**EXERCISE 1**
In the passage on the 12-12-12 initiative, begin at the words "The above list" and stop after "from defence savings.". Rewrite that stretch with "subject headings" replaced by "topic headings".
**EXERCISE 2**
According to the passage on the 12-12-12 initiative, where will each tribe's savings come from?
**EXERCISE 3**
Go on with the passage on the 12-12-12 initiative from its last sentence.

**READING TEXT**
==========

I hope the penny is beginning to drop if you are reading this book for the first time. If someone with billions and billions of dollars offered several commercial ventures to help poor tribes stand on their own two feet for the first time, he will have the right to ask for certain security for his employer and their shareholders. But this time, instead of some 35 year old twit with a PhD from the IMF demanding some poor country doubles its bread price, halves its pensions and closes a quarter of its hospitals in return for a last resort bridging loan to avoid riots, no such bailout loan will be needed. Similarly, the 12-12-12 initiative is not another charitable hand out to help hide the real symptoms - it's the cure to many of the worst problems facing the human race.
The above list which initially is just 12 undefined subject headings without figures attached are neither draconian nor unreasonable. Ironically, each tribe will save money, purely from defence savings.

==========

**AVAILABLE DATA**
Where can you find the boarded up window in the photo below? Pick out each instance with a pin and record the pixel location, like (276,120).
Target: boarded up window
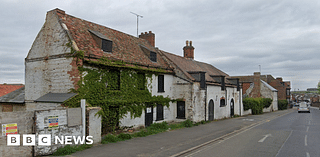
(141,81)
(159,112)
(113,82)
(160,83)
(222,102)
(181,110)
(106,45)
(153,56)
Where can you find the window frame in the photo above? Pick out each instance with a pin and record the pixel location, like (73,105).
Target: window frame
(161,84)
(160,112)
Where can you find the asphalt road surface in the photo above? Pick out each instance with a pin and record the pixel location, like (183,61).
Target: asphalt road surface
(283,134)
(292,135)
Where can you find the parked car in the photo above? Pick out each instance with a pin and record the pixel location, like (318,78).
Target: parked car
(303,107)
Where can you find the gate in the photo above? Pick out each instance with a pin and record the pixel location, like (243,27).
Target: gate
(211,110)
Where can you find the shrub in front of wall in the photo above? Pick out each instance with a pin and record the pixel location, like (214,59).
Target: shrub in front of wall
(282,104)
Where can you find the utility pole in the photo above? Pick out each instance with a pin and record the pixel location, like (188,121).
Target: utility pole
(137,22)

==========

**ANSWER SECTION 1**
The above list which initially is just 12 undefined topic headings without figures attached are neither draconian nor unreasonable. Ironically, each tribe will save money, purely from defence savings.

**ANSWER SECTION 2**
Purely from defence savings.

**ANSWER SECTION 3**
Of course, if any non wealthy Sovereign tribe, under the misguided belief that their national identity is being eroded wishes to carry on as now, I will merely wait until opposition parties explain to the local population why the standard of living of their neighbours has quadrupled, be voted in office and get them to sign up to the War Bond selection criteria. And while they're on a roll, perhaps investigate their corrupt predecessors.
Finally, speaking with personal experience, it's very hard to plead poverty to a banker when a Lamborghini Diablo is parked outside your front door (even though the cash flow problem is short term and the sports car is in theory costing nothing). I trust the Sovereign states that possess nuclear weapons are not offended by not being selected as a priority for the time being: It's the psychological impact to War Bond investors, not the cost of nuclear weapons vs conventional ones that’s the concern.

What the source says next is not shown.